#### Set of tasks
a - Answer these questions using the passage below on the history of the University of North Carolina's governance:
(i) In which year's state constitution did North Carolina lawmakers forfeit the power to fill seats on the University's Board of Trustees?
(ii) What phrase did both sides use to describe the early-1970s dispute over consolidating the state's four-year public institutions?
(iii) In what year did Friday feel undercut by Scott's decision to use riot-trained state police against student civil rights protests?
b - Carry on the passage below on the history of the University of North Carolina's governance, picking up after its final sentence.

When the courts cried foul in 1805, lawmakers reached a compromise. They returned the escheated lands to UNC — and, in exchange, claimed the power to fill seats on the University’s Board of Trustees (the precursor to today’s Board of Governors). They forfeited that power in North Carolina’s 1868 constitution but regained it five years later and have held it ever since. Only New York’s board of regents and the five-campus University of Minnesota board of trustees have similar systems of pure legislative appointments.

The biggest modern-day dispute came in the early 1970s. It was described by both sides as a “holy war”: how to consolidate North Carolina’s four-year public institutions into a single system. Restructuring higher education meant sparring over how much power to give the new Board of Governors, how much to insulate the universities from political interference, and how much political and academic heft the original university would retain.

At the center of the debate were Gov. Bob Scott, who buoyantly championed the restructuring, and Bill Friday ’48 (LLB), president of what for 40 years had been the Consolidated University, which encompassed the original university in Chapel Hill, and what now are N.C. State University and UNC-Greensboro. Friday saw the need for better coordination but feared the shifting of resources away from Chapel Hill. The two men had clashed before, notably in 1969, when the diplomacy-minded Friday felt undercut by Scott’s decision to quell student civil rights protests with riot-trained state police.

#### Recorded information
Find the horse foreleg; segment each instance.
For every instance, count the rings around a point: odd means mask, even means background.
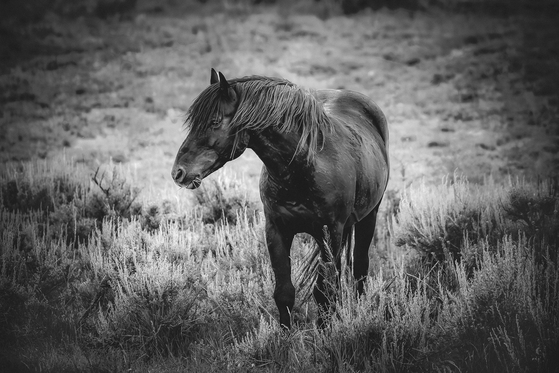
[[[378,206],[356,223],[355,245],[353,246],[353,278],[357,295],[363,294],[363,286],[369,273],[369,249],[375,234]]]
[[[273,223],[267,223],[266,231],[270,262],[276,278],[274,300],[280,311],[280,324],[288,330],[291,328],[291,311],[295,303],[290,257],[294,235],[282,231]]]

#### Answers below
a -
(i) 1868
(ii) A "holy war"
(iii) 1969

b -
The final plan, passed in 1971, represented a compromise; it did not end the conversation about governance. In 2001, the state and the Board of Governors were sued over a law setting BOG membership quotas based on sex, race and party affiliation. The lead plaintiff was Walter R. Davis, a former BOG member after whom a Carolina library is named. Rather than go to trial, the Legislature rescinded the quotas.

Then, in 2006, the N.C. Center for Public Policy Research, a nonpartisan think tank, warned that the BOG selection process had become “highly politicized” and “increasingly partisan.” The center called for a hybrid system in which the governor and Legislature shared appointment powers. A year earlier, the conservative John W. Pope Center for Higher Education Policy (the predecessor of the James G. Martin Center for Academic Renewal) had called for the governor to appoint all BOG members.

Neither suggestion was taken. In 2017, the Legislature made one significant change: It voted to gradually reduce the BOG’s membership from 32 to 24. (It’s now at 28.) The structure might be similar, but in tone, the current board is a new entity.

— Barry Yeoman

 

By definition, political

Seats on the Board of Governors always have been coveted gifts. “No one gets to the board unless you’re political,” says member C. Philip Byers, a retired sheriff. “This is a political board. You have to have ties to the Legislature.”

That was the case when Democrats controlled the process. It was natural that, when the Legislature changed hands in 2011, the new Republican leadership would follow suit.

The first rounds of Republican appointments sparked bitter debate. Democratic lawmakers said their party was shut out and noted that new members were overwhelmingly white and male. Republicans replied that these were the spoils of victory. “I would just remind you of one thing,” GOP Rep. Edgar Starnes said in 2013. “The Republicans won the election. We are in control.”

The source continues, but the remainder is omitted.